__Exercise goal__. Show each line of the entries below that contains the word "palm", copying every such line in full.

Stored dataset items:
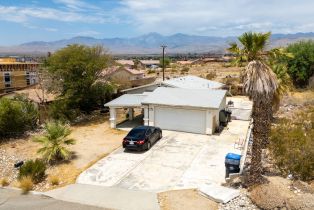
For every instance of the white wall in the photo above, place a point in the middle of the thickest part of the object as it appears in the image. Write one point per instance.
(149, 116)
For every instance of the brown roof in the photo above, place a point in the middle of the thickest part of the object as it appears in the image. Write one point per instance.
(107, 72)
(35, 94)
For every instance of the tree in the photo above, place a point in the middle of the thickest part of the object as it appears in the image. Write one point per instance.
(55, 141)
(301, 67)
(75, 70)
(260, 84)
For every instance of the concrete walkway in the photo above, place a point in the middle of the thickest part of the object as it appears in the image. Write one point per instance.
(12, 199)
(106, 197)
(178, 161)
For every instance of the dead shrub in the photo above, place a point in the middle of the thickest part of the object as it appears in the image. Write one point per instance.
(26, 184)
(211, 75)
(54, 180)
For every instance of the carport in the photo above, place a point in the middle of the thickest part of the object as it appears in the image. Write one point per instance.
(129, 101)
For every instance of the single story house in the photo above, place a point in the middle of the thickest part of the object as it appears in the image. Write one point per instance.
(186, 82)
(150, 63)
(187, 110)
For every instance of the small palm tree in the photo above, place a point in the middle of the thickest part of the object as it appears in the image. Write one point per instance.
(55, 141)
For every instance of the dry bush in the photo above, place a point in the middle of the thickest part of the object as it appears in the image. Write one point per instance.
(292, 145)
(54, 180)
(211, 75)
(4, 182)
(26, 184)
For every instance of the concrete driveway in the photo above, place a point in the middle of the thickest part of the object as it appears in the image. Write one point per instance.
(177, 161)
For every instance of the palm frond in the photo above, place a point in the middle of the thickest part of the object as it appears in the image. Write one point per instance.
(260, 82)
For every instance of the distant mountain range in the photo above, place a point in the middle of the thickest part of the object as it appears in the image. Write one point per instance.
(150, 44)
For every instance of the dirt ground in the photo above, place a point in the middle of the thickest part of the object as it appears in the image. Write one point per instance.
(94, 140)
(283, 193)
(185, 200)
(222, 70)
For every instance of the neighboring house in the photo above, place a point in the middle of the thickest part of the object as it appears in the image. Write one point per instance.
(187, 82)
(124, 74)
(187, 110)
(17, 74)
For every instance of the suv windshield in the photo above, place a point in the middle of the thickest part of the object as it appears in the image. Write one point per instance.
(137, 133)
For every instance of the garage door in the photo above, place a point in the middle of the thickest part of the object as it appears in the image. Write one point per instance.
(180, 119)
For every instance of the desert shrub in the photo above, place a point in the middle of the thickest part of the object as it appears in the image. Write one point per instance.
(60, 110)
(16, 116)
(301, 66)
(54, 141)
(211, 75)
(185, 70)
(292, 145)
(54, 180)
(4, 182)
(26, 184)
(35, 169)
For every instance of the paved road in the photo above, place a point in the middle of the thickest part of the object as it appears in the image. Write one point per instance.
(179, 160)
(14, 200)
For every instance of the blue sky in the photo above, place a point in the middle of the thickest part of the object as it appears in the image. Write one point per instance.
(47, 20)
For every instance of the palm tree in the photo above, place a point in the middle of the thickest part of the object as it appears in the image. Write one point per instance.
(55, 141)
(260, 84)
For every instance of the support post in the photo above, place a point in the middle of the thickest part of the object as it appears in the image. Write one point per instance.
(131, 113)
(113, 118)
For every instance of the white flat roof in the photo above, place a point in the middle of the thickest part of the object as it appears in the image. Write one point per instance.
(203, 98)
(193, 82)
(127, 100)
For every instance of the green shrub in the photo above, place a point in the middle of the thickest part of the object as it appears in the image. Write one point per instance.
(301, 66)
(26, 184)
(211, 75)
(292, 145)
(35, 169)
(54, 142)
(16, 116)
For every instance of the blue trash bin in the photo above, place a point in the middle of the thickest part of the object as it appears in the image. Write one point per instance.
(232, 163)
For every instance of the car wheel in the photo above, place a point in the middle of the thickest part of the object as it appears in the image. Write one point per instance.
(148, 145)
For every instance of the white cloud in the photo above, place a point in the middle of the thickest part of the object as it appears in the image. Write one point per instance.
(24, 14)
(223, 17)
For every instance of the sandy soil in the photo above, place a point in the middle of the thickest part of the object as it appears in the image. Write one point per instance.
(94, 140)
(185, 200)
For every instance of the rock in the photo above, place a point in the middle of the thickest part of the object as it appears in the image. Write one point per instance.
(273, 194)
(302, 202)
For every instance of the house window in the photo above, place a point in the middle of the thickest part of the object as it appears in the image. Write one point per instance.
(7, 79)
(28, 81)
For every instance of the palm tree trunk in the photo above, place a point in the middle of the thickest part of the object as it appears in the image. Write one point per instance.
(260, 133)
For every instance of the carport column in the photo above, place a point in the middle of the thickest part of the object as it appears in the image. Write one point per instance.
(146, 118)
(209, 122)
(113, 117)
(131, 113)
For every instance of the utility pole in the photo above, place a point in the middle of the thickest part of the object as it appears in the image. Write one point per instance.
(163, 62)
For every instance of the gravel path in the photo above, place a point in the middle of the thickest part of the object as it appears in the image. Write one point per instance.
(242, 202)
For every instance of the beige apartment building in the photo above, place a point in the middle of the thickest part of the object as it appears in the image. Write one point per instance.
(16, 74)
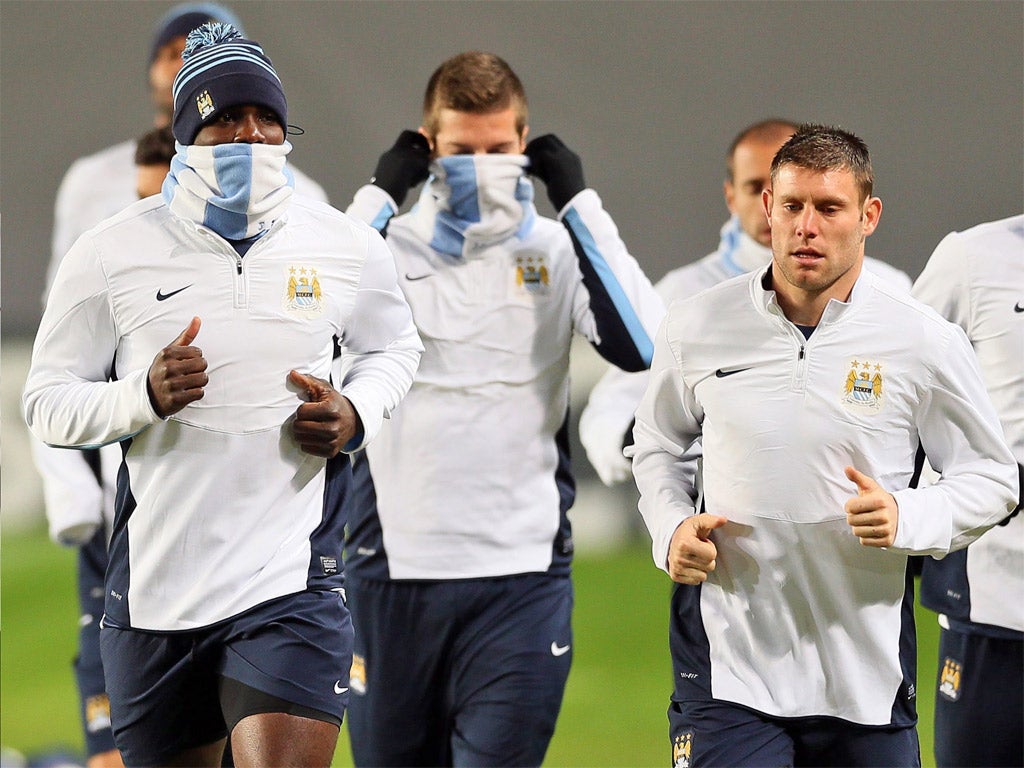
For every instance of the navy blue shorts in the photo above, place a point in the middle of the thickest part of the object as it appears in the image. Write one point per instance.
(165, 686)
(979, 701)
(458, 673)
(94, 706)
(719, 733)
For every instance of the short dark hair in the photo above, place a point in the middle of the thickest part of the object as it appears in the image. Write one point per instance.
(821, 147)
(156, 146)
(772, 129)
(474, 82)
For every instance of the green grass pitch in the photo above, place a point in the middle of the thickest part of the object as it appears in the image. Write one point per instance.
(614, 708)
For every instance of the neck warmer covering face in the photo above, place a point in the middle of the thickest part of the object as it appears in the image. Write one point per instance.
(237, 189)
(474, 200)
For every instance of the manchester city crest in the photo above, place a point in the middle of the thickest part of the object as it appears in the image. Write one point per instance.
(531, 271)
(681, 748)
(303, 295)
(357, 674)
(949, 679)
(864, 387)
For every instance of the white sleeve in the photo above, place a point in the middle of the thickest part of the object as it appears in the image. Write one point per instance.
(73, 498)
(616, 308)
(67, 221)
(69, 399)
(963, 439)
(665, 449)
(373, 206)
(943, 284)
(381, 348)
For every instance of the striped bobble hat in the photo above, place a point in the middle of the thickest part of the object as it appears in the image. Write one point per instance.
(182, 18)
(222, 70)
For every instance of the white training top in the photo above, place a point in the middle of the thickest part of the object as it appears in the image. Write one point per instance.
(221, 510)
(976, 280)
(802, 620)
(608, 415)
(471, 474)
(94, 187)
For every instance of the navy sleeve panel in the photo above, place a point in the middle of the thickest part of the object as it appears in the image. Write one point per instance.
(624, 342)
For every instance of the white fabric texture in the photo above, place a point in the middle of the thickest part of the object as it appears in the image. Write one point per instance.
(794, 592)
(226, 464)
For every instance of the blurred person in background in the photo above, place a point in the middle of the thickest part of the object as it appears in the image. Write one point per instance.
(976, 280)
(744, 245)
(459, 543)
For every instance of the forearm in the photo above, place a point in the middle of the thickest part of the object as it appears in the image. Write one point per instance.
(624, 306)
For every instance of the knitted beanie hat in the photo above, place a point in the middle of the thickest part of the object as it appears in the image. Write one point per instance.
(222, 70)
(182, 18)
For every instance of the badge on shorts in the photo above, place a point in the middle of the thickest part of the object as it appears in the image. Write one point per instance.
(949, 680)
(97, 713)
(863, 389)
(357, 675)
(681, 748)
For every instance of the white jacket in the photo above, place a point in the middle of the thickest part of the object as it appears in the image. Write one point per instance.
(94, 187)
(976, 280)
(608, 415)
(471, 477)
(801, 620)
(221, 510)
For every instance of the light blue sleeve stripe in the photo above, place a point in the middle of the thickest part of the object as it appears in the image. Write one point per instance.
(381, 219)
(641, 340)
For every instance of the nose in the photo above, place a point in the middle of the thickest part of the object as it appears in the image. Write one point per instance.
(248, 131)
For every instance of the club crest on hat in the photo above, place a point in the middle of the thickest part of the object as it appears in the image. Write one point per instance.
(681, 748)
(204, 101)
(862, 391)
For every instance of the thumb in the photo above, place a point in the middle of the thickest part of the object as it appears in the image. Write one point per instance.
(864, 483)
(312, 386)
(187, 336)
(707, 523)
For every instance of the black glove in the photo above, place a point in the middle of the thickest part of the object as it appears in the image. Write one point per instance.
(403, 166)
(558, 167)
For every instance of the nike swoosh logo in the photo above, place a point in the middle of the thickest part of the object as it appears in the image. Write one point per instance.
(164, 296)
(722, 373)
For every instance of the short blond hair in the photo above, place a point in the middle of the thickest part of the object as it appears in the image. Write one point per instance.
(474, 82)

--

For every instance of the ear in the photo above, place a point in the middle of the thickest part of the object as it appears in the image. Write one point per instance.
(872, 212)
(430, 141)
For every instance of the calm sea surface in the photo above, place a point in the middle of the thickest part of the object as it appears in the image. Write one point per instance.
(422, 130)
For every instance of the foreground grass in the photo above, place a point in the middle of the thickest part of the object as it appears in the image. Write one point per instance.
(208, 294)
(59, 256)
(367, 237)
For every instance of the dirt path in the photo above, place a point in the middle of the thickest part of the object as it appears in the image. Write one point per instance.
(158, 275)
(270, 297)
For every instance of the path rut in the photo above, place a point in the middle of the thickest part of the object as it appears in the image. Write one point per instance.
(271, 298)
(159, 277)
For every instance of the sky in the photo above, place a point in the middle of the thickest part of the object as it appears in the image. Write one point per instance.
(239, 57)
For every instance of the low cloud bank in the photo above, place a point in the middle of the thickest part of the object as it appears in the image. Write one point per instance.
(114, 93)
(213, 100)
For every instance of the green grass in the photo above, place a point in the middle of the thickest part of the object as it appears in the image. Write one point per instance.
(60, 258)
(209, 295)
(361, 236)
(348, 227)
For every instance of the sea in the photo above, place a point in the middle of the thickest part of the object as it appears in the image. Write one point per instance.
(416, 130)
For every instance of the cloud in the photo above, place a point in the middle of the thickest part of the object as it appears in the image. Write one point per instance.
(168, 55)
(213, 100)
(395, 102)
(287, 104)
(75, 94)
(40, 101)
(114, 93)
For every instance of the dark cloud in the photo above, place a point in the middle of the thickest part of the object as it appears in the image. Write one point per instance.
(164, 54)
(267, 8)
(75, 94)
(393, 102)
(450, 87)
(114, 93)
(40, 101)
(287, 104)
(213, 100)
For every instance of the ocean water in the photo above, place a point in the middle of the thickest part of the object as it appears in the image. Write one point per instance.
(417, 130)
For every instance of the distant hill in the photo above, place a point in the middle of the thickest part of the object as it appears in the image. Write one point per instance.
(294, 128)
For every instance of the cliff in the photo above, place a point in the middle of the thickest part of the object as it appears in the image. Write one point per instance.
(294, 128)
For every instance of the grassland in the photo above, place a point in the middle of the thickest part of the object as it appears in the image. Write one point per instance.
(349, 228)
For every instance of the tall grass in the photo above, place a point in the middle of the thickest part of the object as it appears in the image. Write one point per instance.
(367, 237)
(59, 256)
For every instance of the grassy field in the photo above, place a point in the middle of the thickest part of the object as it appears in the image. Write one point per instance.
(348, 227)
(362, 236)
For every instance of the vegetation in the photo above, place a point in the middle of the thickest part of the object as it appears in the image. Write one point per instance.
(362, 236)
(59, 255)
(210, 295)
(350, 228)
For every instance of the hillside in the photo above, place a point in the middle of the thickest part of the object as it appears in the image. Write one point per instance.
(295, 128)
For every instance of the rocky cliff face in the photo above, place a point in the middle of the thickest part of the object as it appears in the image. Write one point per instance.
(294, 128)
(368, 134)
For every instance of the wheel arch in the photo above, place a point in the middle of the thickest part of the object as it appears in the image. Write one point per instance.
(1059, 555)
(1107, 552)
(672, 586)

__Exercise output__.
For every instance of the small palm tree in the photo above, place a point in the middle of the thickest part of the object as it appears in the image. Write one point per instance.
For every instance of the palm frond in the photo above, place a point in the middle of the thickest part of the object as it appears in the image. Write one point per instance.
For every instance of the palm tree in the photo above, place a point in the middle of the thickest part of the object as it appears in the image. Write one point per instance.
For every instance of the palm tree trunk in the photo above, place a point in the middle of the thickest part of the object as it appears in the image. Write one point per instance.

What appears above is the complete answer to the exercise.